Während des Zweiten Weltkrieges, in den Jahren 1941 bis 1943, entstanden weiter nördlich auf der Ostseite der Ungererstraße von Hermann Leitenstorfer entworfene Wohnblöcke und ein Hochbunker, den der Projektentwickler Euroboden vor Kurzem in ein Luxuswohnhaus umbaute. 1952 bis 1958 errichtete der Bauunternehmer Karl Stöhr nördlich an der Siedlung Alte Heide angrenzend die Wohnanlage Emilienhof.
Eine Stadt für Studenten
Ein weit größeres Wohnquartier entstand später an der Grasmeierstraße am Englischen Garten. Auf Initiative der Münchner Hochschulen und des Studentenwerkes wurde 1958 das Konzept der Studentenstadt in Anlehnung der Cité Internationale Universitaire de Paris vorgestellt. Der Baugrund wurde vom Freistaat, die Anfangsfinanzierung durch die Stiftung des deutsch-amerikanischen Mäzens Max Kade gestellt. Gebaut wurde nach dem Entwurf des Architekten Ernst Maria Lang. Der erste Abschnitt der Studentenstadt, die „Altstadt“, entstand von 1961 bis 1968 und besteht aus niedriggeschossigen Häusern. Die 1971 bis 1975 errichteten hochgeschossigen Häuser, darunter das Hans-Seidel-Haus mit 19 Stockwerken, werden als Neustadt bezeichnet. Insgesamt verfügt die Studentenstadt über 2.478 Wohnplätze in 14 Häusern und ist damit die größte Studentensiedlung Deutschlands.

### AUFGABE
Beantworte anhand des vorliegenden Texts folgende Fragen:
(a) Von wem stammt der Entwurf der Wohnblöcke auf der Ostseite der Ungererstraße?
(b) Welche Einrichtung diente als Vorbild für das 1958 vorgestellte Konzept der Studentenstadt?
(c) Wie viele Stockwerke hat das Hans-Seidel-Haus?

### BEREITGESTELLTE DATEN
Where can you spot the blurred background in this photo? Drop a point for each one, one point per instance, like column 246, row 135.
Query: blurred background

### ERGEBNIS
(a) Hermann Leitenstorfer
(b) Die Cité Internationale Universitaire de Paris
(c) 19 Stockwerke